• **Testo di partenza**:
++++++++++++++++++++

Il tema delle regole mi affascina in tutta la sua teoria.
Ma per affrontare l’argomento bisogna partire da cosa è una regola. Le definizioni disponibili sono tante, io apprezzo particolarmente per semplicità e incisività quella di Hoepli – grandi dizionari online che recita:
Norma dell’agire che prescrive il modo in cui comportarsi in determinate circostanze
Il primo punto fondamentale è quindi che le regole sono norme: un insieme di disposizioni che si riferiscono ad un certo ambito, conosciute da una cerchia sociale.
Le regole non devono essere per forza scritte, ma possono anche essere consuetudini, usi, abitudini…
È d’obbligo ricordare che le norme si possono distinguere tra giuridiche, sociali, morali e religiose. Le giuridiche sono obbligatorie e il non rispetto porta a sanzioni; le altre, invece, non sono mandatorie e osservarle e seguirle è solo un fatto spontaneo, una scelta individuale. Non per questo sono meno importanti… sono comunque alla base della convivenza tra le persone.
Ora, per meglio spiegare le differenze, fare alcuni esempi aiuterà di sicuro:
Guardando il dettaglio è evidente che queste quattro categorie sono molto diverse tra loro e ognuno darà priorità e valore a ciascuna secondo il proprio pensare e sentire. Così come ognuno seguirà e rispetterà le regole secondo propria coscienza.

++++++++++++++++++++

• **Dati in ingresso**:
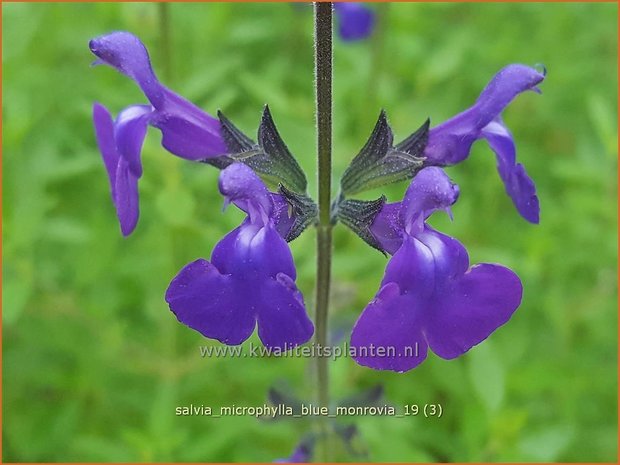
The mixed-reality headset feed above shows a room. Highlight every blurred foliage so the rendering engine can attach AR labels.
[2,3,617,462]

++++++++++++++++++++

• **Consegna**: Prosegui il testo sulle regole riprendendo subito dopo la sua ultima frase.

• **Risposta**:
In questo articolo mi sta a cuore evidenziare che la propensione ad essere attento alle regole è anche un tratto della personalità lavorativa che si colloca nell’area dello stile di pensiero (sulla tema puoi leggere il mio articolo il valore della personalità nel mondo del lavoro).
Vi sono persone che hanno questo tratto poco presente: sono coloro che – nell’ambito lavorativo – non si sentono vincolati da norme e procedure, non amano la burocrazia e possono infrangere le regole che non trovano rilevanti. Considerano le norme delle indicazioni generali da seguire piuttosto che da rispettare rigidamente. Se ritengono una regola inutile, limitativa o meramente burocratica, sono disposti a non seguirla. Così come se trovano una strada più semplice, più agevole, più veloce per svolgere un incarico, la seguono senza preoccuparsi di disattendere qualche regola.
All’opposto ci sono coloro che hanno uno sviluppato tratto di attenzione alle regole. Sono persone che seguono le norme e preferiscono avere chiare indicazioni da seguire. Per gli “attenti alle regole” queste servono per mantenere le prestazioni a livelli costanti, con standard qualitativi regolari e sicuri. Tendono a seguire le norme anche se sono complesse e tortuose piuttosto che non osservarle anche a favore di approcci più semplici e pratici. In questo senso a volte possono trovarsi non a proprio agio di fronte a situazioni inconsuete e tendere quindi a ricercare supporto e indicazioni su come muoversi dai propri superiori.
Tra i due estremi indicati, ovviamente, ci sono persone con livelli intermedi, che possono – ad esempio – rispettare le regole di norma, ma adottare approcci diversificati nel caso lo ritengano opportuno. O ancora, prudentemente propensi a violare le regole in caso di necessità, o cautamente disposti a non osservare qualche norma, se non compromette la propria attività.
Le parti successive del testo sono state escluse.